* [Document section]

:::

Reputation: 197
I have the following data:
Data <- data.frame(Project=c(123,123,123,123,123,123,123,123,124,124,124,124,124,125,125),
Value=c(1,2,3,4,7,3,8,9,8,3,2,5,6,2,3),
OldValue=c("","Open","In Progress","Open","In Progress","Complete","Open","In Progress","Complete","Open","In Progress","System Declined","In Progress","","Open"),
NewValue=c("Open","In Progress","Open","In Progress","Complete","Open","In Progress","Complete","Open","In Progress","System Declined","In Progress","Complete","Open","Complete"))
Data$Request <- ifelse(((Data$OldValue==""|Data$OldValue=="Complete"|Data$OldValue=="System Declined"|Data$OldValue=="In Progress")&Data$NewValue=="Open"),Data$Value,NA)
Data$Start <- ifelse(((Data$OldValue=="Open"|Data$OldValue=="Complete"|Data$OldValue=="System Declined")&Data$NewValue=="In Progress"),Data$Value,NA)
Data$End <- ifelse(((Data$NewValue=="Complete"|Data$NewValue=="System Declined")&(Data$OldValue=="Open"|Data$OldValue=="In Progress")),Data$Value,NA)
I want to be able to determine the number of completed projects with their associated values by unique Project ID. A completed project is one that has both the "Request" and "End" fields populated ("Start" is not a required field).

:::

* [Data excerpt]
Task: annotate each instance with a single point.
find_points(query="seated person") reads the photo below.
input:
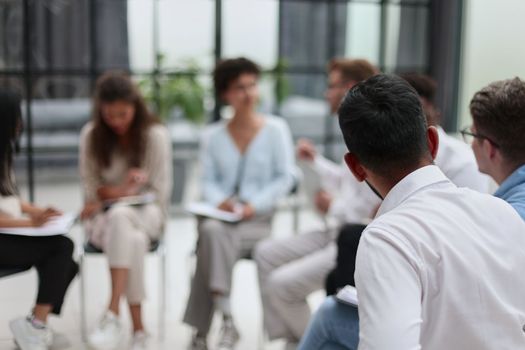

:::

* [Directions]
1. Reproduce the forum post starting at the words "I want to be" and ending after "a required field).", substituting "filled in" for "populated".
2. According to the forum post, which field is not required for a project to count as completed?
The data come from a separate source.

* [Solutions to the tasks]
1.
I want to be able to determine the number of completed projects with their associated values by unique Project ID. A completed project is one that has both the "Request" and "End" fields filled in ("Start" is not a required field).

2. The "Start" field.